• EXERCÍCIOS
1. Reproduza o trecho sobre exclusão social desde "Seguindo nesta direção, pode-se" até "mundo do trabalho.", inclusive.
2. Selecione e copie cada linha da listagem em que aparece a palavra "dumbbell".

• TRECHO DO DOCUMENTO
- - -

Os debates sobre exclusão têm se aproximado daqueles que discutem a questão social, a função do emprego, o desemprego e suas conseqüências. Ou seja, esta noção, atualmente, está profundamente ligada à sociedade que tem o trabalho e sua decorrente proteção como forma de estabilidade social4. Porém, tratando-se do capitalismo, no qual o desemprego não é um acaso, mas uma forma através da qual esse sistema se estruturou, a “proteção” no sentido da “integração” implica em práticas concretas, limitadas em relação ao discurso que se prega. Sabe-se de sobra que a capacidade de integração ao sistema produtivo de forma ativa é limitada, pelo que as políticas de proteção se orientam a contornar algumas situações limites, sem a menor pretensão de reverter o quadro estrutural que produziu a exclusão social. A expansão da proteção pública ocorre na medida em que as situações de exclusão advindas dos processos de industrialização capitalista se generalizam, repercutindo na capacidade de suporte das redes sociais primárias como a família e a comunidade.

Por isto, quando as políticas se autodenominam de “reintegração social”, partem do suposto que em algum momento os setores excluídos participaram da estrutura econômica que regula a seguridade social e que hão de tornar a integrá-las. Premissa nitidamente falsa, segundo a experiência dos equipamentos sociais que prestam serviços de proteção à criança e ao adolescente no Brasil. Na medida em que objetivamente as condições materiais não se transformam, as políticas de proteção propostas pelos governos brasileiros, incapacitadas de integrar os jovens ou suas famílias a um mercado de trabalho excludente, quando operam, o fazem através de práticas de controle disciplinar.

Seguindo nesta direção, pode-se dizer que os equipamentos sociais, especificamente no que diz respeito a crianças e jovens pauperizados, atendem uma parcela da população excluída da escola, do modelo de família instituído, dos padrões de consumo, de atividades lúdicas previamente definidas, do sistema de saúde, enfim de um modelo do mundo do trabalho.

- - -

• DADOS BRUTOS

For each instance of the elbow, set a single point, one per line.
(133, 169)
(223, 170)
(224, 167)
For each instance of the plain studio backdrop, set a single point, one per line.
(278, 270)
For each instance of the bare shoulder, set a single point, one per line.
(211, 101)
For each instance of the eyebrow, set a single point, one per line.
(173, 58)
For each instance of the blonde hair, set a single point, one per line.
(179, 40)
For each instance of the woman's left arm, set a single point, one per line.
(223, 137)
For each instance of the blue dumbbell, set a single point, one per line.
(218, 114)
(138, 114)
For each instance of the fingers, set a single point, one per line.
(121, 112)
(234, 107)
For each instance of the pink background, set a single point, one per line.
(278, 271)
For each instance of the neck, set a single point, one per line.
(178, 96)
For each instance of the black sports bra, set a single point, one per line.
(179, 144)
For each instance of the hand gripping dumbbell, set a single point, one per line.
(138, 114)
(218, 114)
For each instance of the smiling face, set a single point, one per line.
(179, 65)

- - -

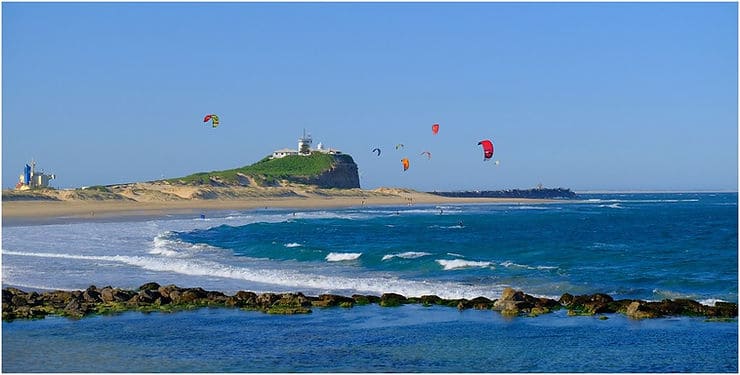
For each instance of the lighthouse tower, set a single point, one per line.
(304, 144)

- - -

• RESPOSTAS
1.
Seguindo nesta direção, pode-se dizer que os equipamentos sociais, especificamente no que diz respeito a crianças e jovens pauperizados, atendem uma parcela da população excluída da escola, do modelo de família instituído, dos padrões de consumo, de atividades lúdicas previamente definidas, do sistema de saúde, enfim de um modelo do mundo do trabalho.

2.
For each instance of the blue dumbbell, set a single point, one per line.
For each instance of the hand gripping dumbbell, set a single point, one per line.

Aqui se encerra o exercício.